## Exercise
Please copy out the items from the line holding "[point] every instance of the white crescent" through the end of the items, inclusive, and nothing else. Leave the requests as they are, but multiply every x and y coordinate in the answers by 1.9 and round each to a whole number, with halves rounded up.

## Records for processing
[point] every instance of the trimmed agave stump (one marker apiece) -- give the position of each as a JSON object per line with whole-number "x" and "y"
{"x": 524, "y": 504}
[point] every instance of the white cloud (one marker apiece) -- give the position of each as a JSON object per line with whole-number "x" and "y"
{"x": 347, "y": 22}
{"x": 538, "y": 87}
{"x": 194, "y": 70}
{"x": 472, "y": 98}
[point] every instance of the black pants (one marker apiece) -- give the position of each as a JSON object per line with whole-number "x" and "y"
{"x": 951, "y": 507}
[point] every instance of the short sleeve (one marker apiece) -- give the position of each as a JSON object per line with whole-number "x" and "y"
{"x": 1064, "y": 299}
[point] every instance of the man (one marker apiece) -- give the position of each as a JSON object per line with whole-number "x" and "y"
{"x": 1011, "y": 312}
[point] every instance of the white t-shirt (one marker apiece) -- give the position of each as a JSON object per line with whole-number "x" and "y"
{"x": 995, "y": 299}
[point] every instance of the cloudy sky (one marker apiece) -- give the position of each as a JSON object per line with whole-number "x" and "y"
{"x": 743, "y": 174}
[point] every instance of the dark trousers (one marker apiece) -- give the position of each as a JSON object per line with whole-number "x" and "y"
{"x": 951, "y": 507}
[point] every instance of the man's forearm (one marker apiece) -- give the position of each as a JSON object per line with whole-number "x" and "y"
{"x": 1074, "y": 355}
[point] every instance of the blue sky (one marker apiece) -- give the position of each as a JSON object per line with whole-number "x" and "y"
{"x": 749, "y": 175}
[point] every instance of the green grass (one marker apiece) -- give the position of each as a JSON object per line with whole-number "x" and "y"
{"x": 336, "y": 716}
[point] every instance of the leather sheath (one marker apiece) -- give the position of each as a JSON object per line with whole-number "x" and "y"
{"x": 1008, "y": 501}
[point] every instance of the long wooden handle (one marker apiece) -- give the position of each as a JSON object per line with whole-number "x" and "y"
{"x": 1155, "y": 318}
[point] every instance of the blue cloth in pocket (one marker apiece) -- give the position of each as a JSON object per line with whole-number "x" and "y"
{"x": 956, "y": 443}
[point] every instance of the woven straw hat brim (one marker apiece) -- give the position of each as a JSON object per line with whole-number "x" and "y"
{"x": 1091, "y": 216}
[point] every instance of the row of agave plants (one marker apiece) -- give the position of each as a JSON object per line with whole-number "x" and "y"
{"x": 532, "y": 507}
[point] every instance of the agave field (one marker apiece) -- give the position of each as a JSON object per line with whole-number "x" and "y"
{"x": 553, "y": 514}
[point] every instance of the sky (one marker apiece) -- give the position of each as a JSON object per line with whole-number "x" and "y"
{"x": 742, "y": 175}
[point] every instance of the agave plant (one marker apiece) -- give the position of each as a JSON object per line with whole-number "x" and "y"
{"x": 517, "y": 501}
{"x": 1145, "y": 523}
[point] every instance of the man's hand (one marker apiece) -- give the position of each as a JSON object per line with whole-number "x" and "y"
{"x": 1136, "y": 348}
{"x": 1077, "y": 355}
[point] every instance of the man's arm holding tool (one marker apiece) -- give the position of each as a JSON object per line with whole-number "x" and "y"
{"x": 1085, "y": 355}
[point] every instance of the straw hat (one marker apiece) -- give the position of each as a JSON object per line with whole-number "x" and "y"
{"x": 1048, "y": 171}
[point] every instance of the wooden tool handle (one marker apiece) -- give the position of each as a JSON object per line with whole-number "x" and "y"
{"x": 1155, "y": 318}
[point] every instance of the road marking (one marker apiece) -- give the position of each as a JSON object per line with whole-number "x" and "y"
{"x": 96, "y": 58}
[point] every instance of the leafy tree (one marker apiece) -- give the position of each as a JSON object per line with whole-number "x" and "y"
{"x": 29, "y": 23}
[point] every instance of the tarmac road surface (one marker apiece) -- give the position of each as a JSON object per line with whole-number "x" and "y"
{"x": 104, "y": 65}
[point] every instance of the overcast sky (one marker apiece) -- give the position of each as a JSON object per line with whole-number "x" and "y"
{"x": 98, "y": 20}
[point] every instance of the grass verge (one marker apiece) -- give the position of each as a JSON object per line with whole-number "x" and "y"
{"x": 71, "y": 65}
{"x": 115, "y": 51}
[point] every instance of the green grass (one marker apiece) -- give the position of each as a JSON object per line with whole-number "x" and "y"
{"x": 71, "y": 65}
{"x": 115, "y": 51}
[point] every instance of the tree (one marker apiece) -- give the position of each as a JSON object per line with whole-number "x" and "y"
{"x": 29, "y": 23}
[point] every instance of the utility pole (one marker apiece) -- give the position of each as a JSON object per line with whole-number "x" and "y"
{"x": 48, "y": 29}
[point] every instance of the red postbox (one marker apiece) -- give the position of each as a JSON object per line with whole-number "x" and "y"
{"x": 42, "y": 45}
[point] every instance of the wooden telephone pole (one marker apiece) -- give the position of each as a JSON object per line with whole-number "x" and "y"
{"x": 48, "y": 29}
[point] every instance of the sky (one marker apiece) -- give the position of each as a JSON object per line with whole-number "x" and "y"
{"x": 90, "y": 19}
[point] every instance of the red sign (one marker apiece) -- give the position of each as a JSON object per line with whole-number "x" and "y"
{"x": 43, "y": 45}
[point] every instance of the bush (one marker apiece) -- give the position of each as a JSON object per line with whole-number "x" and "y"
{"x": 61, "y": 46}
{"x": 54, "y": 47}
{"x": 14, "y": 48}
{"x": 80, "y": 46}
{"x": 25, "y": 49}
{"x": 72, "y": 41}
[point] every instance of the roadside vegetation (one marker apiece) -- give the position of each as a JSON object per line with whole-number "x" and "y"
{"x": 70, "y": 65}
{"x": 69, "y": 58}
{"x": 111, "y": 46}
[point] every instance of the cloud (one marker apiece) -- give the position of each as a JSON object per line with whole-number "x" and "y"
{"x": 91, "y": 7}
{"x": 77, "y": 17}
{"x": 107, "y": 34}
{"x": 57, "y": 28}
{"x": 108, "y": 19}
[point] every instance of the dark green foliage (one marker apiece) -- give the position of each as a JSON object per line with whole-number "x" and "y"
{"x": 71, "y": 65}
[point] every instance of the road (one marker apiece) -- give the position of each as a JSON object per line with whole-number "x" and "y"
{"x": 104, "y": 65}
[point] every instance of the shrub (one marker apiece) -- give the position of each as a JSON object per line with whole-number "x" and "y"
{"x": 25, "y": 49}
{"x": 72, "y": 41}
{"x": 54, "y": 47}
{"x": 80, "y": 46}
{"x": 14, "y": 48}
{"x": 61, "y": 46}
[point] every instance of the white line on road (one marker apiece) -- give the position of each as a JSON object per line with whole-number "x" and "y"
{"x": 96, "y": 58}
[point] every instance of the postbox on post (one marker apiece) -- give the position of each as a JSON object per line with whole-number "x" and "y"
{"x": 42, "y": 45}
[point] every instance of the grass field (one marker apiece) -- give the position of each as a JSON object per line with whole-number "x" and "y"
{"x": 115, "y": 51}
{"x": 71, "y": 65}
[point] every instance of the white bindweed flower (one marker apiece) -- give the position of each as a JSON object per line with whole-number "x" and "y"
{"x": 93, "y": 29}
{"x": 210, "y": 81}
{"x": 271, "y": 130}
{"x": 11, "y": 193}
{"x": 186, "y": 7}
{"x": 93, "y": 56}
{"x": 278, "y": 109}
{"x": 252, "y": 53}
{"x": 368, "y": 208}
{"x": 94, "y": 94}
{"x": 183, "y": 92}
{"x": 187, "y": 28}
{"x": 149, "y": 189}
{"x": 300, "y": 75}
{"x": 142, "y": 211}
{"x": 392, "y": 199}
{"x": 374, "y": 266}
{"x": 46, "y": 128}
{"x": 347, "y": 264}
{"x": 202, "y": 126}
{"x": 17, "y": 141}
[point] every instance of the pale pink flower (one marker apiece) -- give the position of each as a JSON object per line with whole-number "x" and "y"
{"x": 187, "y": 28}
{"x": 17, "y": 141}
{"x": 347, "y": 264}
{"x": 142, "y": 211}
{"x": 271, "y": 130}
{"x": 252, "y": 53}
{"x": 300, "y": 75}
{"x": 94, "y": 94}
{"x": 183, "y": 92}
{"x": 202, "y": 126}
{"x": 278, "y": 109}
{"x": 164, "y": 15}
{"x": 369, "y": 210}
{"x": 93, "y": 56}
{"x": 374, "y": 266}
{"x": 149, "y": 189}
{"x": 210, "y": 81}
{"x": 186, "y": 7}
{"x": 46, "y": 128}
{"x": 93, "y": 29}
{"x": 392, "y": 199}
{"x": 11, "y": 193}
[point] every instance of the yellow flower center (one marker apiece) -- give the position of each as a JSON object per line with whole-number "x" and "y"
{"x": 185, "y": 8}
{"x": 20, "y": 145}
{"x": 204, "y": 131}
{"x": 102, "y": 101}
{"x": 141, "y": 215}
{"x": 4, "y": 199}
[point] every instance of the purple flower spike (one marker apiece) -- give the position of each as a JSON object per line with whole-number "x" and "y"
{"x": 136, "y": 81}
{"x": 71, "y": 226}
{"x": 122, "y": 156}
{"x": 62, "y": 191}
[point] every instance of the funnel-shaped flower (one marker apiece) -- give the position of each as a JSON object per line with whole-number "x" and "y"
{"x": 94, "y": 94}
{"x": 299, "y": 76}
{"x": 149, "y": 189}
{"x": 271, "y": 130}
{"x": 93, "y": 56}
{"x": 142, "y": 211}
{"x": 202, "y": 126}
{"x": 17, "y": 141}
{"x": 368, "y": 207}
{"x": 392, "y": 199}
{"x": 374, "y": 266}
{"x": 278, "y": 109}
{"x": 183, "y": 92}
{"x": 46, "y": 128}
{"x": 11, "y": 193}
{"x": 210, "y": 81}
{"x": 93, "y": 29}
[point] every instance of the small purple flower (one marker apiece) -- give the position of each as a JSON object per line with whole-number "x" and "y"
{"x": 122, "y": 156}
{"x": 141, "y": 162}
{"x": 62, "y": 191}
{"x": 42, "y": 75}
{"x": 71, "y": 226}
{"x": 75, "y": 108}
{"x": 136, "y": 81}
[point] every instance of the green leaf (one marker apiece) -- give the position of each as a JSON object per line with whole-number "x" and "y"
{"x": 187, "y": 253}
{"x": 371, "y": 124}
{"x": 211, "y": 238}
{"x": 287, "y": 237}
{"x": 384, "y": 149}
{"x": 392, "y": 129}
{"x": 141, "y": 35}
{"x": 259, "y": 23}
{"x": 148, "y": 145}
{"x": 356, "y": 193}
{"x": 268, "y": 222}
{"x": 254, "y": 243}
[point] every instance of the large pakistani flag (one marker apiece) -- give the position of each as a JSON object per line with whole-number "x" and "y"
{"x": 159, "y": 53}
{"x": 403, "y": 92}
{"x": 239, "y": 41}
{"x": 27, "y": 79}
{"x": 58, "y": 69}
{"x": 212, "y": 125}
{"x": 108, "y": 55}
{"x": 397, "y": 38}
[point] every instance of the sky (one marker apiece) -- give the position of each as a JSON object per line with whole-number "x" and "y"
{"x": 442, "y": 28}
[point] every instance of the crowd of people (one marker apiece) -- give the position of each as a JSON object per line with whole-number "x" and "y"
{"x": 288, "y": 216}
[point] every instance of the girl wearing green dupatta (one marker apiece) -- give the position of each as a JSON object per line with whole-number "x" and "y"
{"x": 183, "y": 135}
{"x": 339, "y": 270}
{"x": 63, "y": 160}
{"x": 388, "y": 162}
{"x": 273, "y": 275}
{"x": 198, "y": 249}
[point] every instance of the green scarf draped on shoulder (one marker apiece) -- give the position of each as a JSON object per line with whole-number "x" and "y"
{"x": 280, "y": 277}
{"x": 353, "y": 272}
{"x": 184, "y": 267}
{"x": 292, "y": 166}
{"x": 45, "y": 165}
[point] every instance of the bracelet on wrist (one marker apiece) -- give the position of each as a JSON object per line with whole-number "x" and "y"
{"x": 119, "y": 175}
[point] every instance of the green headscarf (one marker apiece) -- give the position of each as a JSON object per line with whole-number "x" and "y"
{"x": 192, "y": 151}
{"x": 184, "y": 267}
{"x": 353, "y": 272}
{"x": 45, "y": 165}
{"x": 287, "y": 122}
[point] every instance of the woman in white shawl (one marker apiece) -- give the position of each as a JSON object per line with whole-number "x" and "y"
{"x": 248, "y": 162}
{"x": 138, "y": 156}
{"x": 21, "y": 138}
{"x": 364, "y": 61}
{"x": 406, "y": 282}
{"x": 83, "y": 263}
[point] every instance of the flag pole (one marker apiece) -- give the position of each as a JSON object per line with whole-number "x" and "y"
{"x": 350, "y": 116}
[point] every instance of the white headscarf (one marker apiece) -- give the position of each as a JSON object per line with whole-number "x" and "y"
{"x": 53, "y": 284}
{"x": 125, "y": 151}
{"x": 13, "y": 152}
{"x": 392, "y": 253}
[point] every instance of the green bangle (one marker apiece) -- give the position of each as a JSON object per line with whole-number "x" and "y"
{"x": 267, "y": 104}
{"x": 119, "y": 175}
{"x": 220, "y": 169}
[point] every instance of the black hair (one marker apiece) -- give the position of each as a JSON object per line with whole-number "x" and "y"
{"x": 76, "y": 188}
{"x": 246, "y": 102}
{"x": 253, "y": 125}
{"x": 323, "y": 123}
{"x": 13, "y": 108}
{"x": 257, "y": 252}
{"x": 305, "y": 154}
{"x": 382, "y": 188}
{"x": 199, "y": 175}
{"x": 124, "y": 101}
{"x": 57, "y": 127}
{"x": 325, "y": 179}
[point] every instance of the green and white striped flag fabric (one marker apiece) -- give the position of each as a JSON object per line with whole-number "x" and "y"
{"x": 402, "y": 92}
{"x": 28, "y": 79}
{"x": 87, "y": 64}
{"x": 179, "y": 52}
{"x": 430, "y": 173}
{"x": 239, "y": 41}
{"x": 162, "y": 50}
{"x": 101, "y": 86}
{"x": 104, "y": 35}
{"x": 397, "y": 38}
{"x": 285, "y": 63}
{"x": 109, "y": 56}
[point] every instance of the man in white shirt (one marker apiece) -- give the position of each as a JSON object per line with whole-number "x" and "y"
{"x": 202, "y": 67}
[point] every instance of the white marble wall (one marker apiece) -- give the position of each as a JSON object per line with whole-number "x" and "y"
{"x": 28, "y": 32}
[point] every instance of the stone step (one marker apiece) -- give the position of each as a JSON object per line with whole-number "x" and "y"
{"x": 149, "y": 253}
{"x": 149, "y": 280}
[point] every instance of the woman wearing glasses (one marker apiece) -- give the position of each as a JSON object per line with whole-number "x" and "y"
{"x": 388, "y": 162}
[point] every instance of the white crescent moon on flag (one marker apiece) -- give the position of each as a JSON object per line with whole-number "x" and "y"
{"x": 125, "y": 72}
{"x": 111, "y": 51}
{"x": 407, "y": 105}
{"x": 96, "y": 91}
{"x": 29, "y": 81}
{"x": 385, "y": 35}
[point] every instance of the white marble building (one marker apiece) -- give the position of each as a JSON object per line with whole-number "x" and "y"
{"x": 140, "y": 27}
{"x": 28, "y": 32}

## Task output
[point] every instance of the white crescent moon on flag (one marker apiece) -- give the position of each as a JSON object per line with whole-number "x" and "y"
{"x": 238, "y": 137}
{"x": 211, "y": 97}
{"x": 773, "y": 200}
{"x": 182, "y": 173}
{"x": 55, "y": 154}
{"x": 732, "y": 67}
[point] every instance of the white marble building (one marker apiece) -- give the position of each as a JSON object per line with whole-number "x" and "y"
{"x": 266, "y": 51}
{"x": 53, "y": 61}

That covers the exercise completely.